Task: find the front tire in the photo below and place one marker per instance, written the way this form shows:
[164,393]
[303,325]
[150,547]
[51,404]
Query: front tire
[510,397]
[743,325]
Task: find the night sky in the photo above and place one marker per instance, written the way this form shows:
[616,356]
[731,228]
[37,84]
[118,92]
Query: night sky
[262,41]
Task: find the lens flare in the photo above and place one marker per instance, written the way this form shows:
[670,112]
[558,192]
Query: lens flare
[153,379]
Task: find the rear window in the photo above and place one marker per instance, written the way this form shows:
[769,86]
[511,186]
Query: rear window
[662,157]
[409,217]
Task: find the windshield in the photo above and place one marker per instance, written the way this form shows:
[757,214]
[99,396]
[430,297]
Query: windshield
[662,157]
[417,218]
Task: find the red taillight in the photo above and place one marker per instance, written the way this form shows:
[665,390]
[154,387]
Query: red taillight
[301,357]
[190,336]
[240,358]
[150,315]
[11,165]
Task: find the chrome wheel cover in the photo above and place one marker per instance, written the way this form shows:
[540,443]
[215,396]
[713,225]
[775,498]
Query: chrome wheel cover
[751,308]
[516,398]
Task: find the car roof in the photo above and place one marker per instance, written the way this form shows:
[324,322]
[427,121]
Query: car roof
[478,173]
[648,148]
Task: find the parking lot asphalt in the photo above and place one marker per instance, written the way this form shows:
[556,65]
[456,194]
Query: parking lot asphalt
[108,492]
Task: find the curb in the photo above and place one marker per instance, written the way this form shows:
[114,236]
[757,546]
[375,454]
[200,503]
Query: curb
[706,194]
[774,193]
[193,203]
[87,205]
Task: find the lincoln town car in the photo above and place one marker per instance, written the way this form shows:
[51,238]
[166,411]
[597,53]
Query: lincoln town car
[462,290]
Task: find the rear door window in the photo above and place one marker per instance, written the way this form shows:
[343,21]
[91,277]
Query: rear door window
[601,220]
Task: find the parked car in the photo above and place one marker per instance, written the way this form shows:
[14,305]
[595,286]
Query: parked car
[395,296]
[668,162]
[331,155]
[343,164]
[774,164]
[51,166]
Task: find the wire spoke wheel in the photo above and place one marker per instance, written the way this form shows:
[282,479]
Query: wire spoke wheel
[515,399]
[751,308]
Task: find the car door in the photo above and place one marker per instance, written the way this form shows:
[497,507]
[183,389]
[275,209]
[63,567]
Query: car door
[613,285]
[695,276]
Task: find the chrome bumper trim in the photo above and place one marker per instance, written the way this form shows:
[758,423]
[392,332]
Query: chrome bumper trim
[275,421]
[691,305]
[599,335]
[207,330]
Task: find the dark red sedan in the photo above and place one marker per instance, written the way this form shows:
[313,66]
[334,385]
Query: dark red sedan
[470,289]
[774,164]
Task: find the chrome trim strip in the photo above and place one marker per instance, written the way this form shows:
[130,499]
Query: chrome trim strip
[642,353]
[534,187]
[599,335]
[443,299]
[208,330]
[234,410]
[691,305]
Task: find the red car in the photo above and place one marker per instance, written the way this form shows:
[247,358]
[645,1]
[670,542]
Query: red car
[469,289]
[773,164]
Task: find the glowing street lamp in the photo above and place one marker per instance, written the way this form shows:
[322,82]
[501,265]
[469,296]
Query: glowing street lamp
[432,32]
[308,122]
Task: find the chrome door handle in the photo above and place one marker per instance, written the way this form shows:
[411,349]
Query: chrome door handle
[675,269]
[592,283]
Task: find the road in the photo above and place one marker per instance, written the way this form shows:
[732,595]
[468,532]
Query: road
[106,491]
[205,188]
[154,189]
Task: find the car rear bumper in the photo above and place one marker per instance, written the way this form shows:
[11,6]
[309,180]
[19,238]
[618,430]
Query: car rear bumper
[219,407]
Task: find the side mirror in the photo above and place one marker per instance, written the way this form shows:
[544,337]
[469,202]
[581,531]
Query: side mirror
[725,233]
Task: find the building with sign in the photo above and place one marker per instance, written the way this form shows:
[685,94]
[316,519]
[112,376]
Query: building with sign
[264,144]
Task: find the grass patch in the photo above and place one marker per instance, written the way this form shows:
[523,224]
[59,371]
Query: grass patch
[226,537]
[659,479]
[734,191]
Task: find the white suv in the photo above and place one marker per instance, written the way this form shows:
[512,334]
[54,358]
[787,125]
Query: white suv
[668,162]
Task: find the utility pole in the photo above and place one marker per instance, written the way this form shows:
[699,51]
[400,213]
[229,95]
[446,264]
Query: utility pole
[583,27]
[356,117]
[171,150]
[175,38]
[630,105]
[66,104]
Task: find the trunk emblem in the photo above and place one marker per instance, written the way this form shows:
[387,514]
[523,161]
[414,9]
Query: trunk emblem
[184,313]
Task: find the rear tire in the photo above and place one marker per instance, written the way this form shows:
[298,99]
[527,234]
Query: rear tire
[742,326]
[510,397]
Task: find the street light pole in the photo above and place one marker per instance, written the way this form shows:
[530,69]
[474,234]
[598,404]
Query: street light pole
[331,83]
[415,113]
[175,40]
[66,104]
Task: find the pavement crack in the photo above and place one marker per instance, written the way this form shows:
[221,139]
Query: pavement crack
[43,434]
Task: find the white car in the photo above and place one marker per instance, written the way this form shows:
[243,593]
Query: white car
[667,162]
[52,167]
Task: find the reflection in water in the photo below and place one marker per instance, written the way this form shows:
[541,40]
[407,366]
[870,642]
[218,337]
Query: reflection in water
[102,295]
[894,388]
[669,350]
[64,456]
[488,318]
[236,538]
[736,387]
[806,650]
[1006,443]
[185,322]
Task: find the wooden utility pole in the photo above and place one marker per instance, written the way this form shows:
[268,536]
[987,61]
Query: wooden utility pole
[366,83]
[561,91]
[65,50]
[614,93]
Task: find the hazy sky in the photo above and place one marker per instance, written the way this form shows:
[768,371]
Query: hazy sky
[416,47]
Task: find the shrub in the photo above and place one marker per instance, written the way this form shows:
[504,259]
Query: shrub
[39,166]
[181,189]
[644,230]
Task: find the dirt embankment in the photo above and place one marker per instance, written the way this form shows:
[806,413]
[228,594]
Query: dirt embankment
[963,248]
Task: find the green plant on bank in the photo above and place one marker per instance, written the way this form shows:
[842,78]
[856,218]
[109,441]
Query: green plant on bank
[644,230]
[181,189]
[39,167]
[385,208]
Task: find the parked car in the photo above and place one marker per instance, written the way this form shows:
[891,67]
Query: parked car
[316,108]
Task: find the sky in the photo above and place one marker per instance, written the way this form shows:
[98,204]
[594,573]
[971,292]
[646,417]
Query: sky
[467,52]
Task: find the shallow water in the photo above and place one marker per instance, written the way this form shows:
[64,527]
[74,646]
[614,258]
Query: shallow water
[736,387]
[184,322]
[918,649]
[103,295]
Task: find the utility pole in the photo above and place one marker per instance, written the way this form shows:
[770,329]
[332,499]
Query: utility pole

### TASK TO COMPLETE
Restate the data above word for word.

### EXERCISE SOLUTION
Task: find the front tire in the photo below and place one marker per instance, written the way this form shows:
[164,393]
[303,325]
[150,547]
[51,404]
Query: front tire
[510,397]
[743,325]
Task: find the night sky in the photo above and place one marker per instance, written the way this form shows:
[616,356]
[731,228]
[37,84]
[118,92]
Query: night sky
[262,41]
Task: find the lens flare in the photo above and place one marker per instance, written the way this form shows:
[670,112]
[558,192]
Query: lens flare
[153,379]
Task: find the rear window in the photo above and place one marker per instance, written the way this form shows:
[769,86]
[511,186]
Query: rear window
[662,157]
[409,217]
Task: find the windshield in the photo above and place one marker per instance, written the way this form shows:
[757,214]
[99,396]
[430,297]
Query: windshield
[662,157]
[417,218]
Task: find the red taillight in the photo above and place one marker per instance, written the way this form shows:
[665,390]
[154,387]
Query: red taillight
[301,357]
[190,336]
[240,358]
[150,315]
[11,165]
Task: find the chrome wheel cover in the photo above and place one marker per instance, written the way this form shows:
[540,443]
[215,396]
[713,225]
[775,498]
Query: chrome wheel cover
[751,308]
[516,398]
Task: find the car roof in the photo above and place one marker per instance, written the way this form shows:
[324,322]
[427,121]
Query: car roof
[478,173]
[648,148]
Task: find the parking lot asphalt in the photo above and place one marker per instance, written the way this form shows:
[556,65]
[456,194]
Query: parking lot asphalt
[108,492]
Task: find the curb in the photo above and place one marker per instance, written the way this form shows:
[114,236]
[757,546]
[375,454]
[200,503]
Query: curb
[706,194]
[774,193]
[193,203]
[87,205]
Task: find the lincoln town car in the photo above and place one marker per instance, written the way this form shows:
[51,238]
[166,411]
[597,53]
Query: lincoln town car
[462,290]
Task: find the rear door window in the photo above and place one marker per instance, written the way this form shows:
[343,21]
[91,277]
Query: rear door window
[601,220]
Task: find the parked car in the photo above and place one marker per instance, written the way this form shows:
[14,305]
[595,286]
Query: parked car
[395,296]
[668,162]
[331,155]
[343,164]
[774,164]
[51,166]
Task: find the wire spoke wheel in the photo above and place one marker per instance, written the way this form shows:
[282,479]
Query: wire spoke wheel
[515,399]
[751,308]
Task: find the car door in the photo above and place one marker per instance, written the way this form shows:
[497,507]
[183,389]
[275,209]
[63,567]
Query: car door
[613,285]
[695,276]
Task: find the chrome bumper trim in the photo above and place one marker per instance, written the way this form shows:
[758,423]
[392,332]
Query: chrome bumper trim
[275,421]
[691,305]
[599,335]
[207,330]
Task: find the dark red sedan in the photo above and place one marker per instance, written the way this form shows:
[313,66]
[334,385]
Query: dark red sedan
[470,289]
[774,164]
Task: find the chrome trim strip in the photo above and place one marker per instance, written the way this form shows:
[130,499]
Query: chrome trim strip
[642,353]
[534,187]
[599,335]
[443,299]
[208,330]
[234,410]
[691,305]
Task: find the red car in the photo above and place one marker per instance, written the way this form shows:
[247,358]
[645,1]
[670,542]
Query: red car
[469,289]
[773,164]
Task: find the glowing street lamp in the photo above and place one marker per instance, written the way this form shows:
[322,82]
[501,265]
[469,296]
Query: glowing street lamp
[432,32]
[308,122]
Task: find the chrome door handle in the photo above and place one marker per instance, written the way this form shows:
[411,349]
Query: chrome door handle
[675,269]
[592,283]
Task: find the road in the photo above and place one marker per instance, written the way this form shows:
[732,595]
[468,532]
Query: road
[106,491]
[205,188]
[154,189]
Task: find the car rear bumper in the photo above and place one marker per instance, written the way this form shows:
[11,6]
[309,180]
[19,238]
[618,430]
Query: car rear bumper
[219,407]
Task: find the side mirror in the photo above and place one marker per instance, written the way this form shows:
[544,337]
[469,202]
[581,531]
Query: side mirror
[725,233]
Task: find the building with sign in the photo above and place one marker per instance, written the way this form shows:
[685,94]
[316,519]
[112,376]
Query: building with sign
[264,144]
Task: find the grass patch in the photo above and place one marker per instance, written the way this form shows:
[523,224]
[59,371]
Query: grass patch
[226,537]
[659,479]
[734,191]
Task: find the white suv in the photo above and place one marker per instance, written the way this form shows:
[512,334]
[54,358]
[787,125]
Query: white suv
[668,162]
Task: find the utility pole in the photo above and place one marker per instance, written the way this form shows:
[699,51]
[400,213]
[229,95]
[446,264]
Query: utility pole
[583,27]
[356,117]
[171,150]
[175,38]
[630,105]
[66,104]
Task: find the trunk emblem in the photo above and place one marker per instance, written the way this form shows:
[387,514]
[523,161]
[414,9]
Query: trunk emblem
[184,313]
Task: find the rear tire in the photo above and place one marker per instance, written the way this form shows:
[298,99]
[527,234]
Query: rear tire
[742,326]
[510,397]
Task: find the street light pole in the photo above and place one marker per instance, written the way this form shows:
[530,69]
[474,234]
[598,404]
Query: street light pole
[331,83]
[415,113]
[175,40]
[66,104]
Task: find the pavement crack in the photo above and place one marker per instance, written the way this form shows:
[221,139]
Query: pavement crack
[43,434]
Task: find the white car in the photo above and place one marker per instance, written the way this form shows:
[243,593]
Query: white car
[667,162]
[52,167]
Task: find the reflection in water in the photo below and place one marker per instance, written the way this form shows:
[541,40]
[407,366]
[870,642]
[218,337]
Query: reflection in water
[102,295]
[894,388]
[669,350]
[64,456]
[488,318]
[236,538]
[736,387]
[806,650]
[1006,443]
[185,322]
Task: find the wooden utility pole in the photo above and place one marker per instance, written the way this form shows:
[268,536]
[987,61]
Query: wooden utility pole
[366,83]
[561,91]
[65,50]
[614,93]
Task: find the hazy sky in the photo above and place one marker per instance, written the way this form shows:
[768,371]
Query: hazy sky
[416,47]
Task: find the shrub in the photo above and place one marker per instance, written the way this form shows:
[504,259]
Query: shrub
[39,166]
[181,189]
[644,230]
Task: find the dirt embankment in the photo above and place one marker per instance, written the way this form shows:
[806,413]
[228,594]
Query: dirt embankment
[963,248]
Task: find the green plant on bank in the photo above and place one marker per instance, written the way this form shows:
[842,78]
[856,218]
[109,441]
Query: green plant on bank
[644,230]
[181,189]
[39,167]
[385,208]
Task: find the parked car in the photo above and place one marker per instance, written the way this form shows:
[891,67]
Query: parked car
[316,108]
Task: find the sky in the photo above and place one marker per instance, written the way this form shows:
[98,204]
[594,573]
[971,292]
[646,417]
Query: sky
[467,52]
Task: find the shallow water in the photo above and place one marker per instance, written the way this form shows:
[64,527]
[74,646]
[614,258]
Query: shallow water
[736,387]
[184,322]
[918,649]
[103,295]
Task: find the utility pole in the photo above and place one marker per instance, written the way this form shows:
[770,329]
[332,499]
Query: utility pole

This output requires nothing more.